---------- Exercise data ----------

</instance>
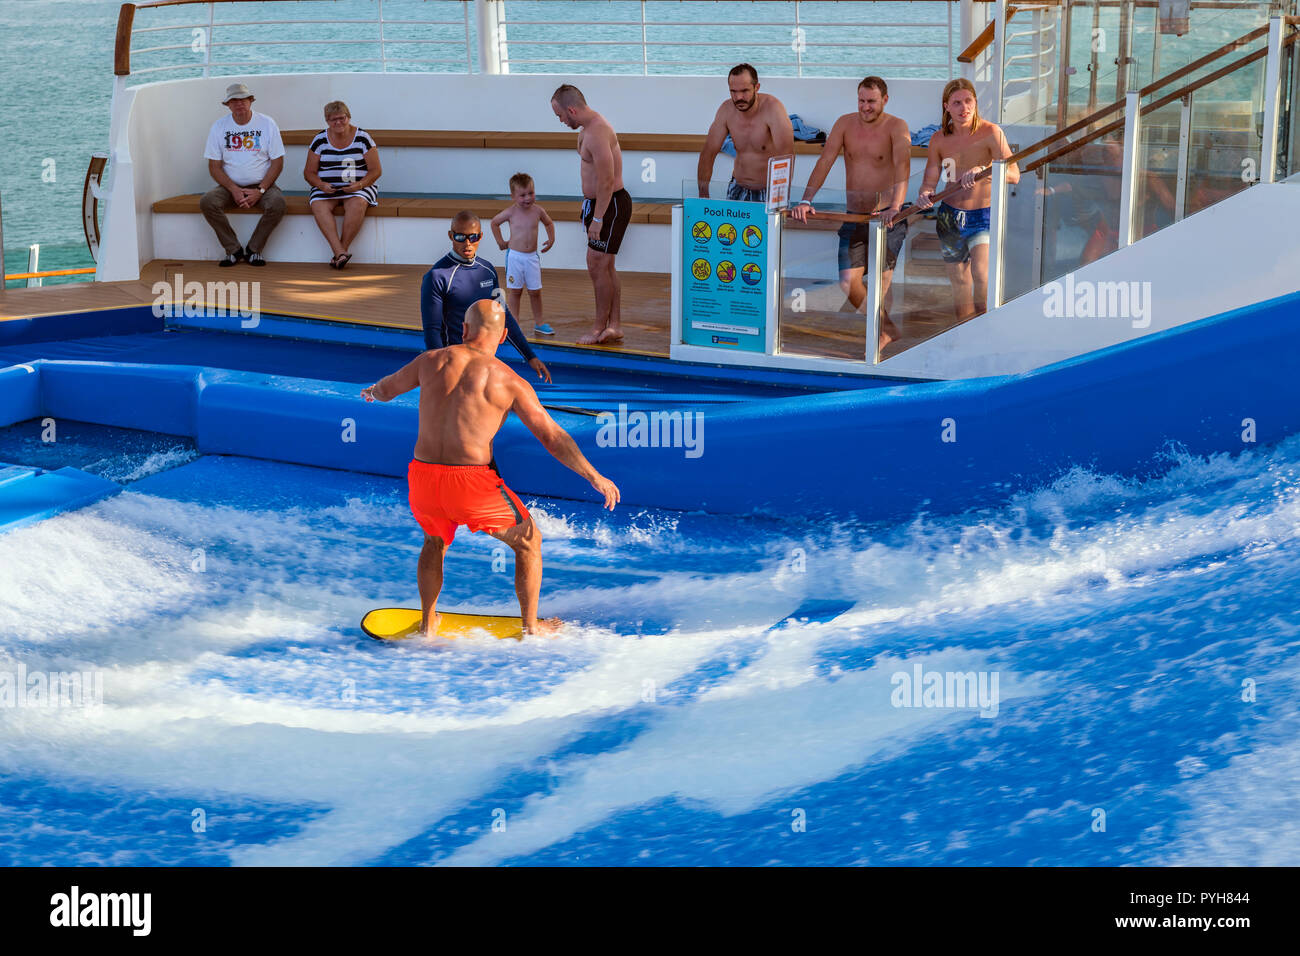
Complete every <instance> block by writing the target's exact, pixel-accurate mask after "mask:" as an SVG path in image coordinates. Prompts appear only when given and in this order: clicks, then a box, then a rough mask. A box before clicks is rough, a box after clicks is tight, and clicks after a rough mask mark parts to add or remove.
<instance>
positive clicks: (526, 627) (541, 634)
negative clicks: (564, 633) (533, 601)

----------

Task item
Copy the material above word for word, leaving out the pictures.

Completed exercise
</instance>
Complete every <instance> block by writing the target's exact, pixel-accurate mask after "mask:" as an SVG path in image coordinates. Prompts appear only when given and in this order: clicks, then a box, then a rough mask. A box before clicks is rough, a box after clicks is tight, and clicks after a rough mask mark parts to add or remove.
<instance>
positive clicks: (526, 627) (541, 634)
negative clicks: (564, 633) (533, 601)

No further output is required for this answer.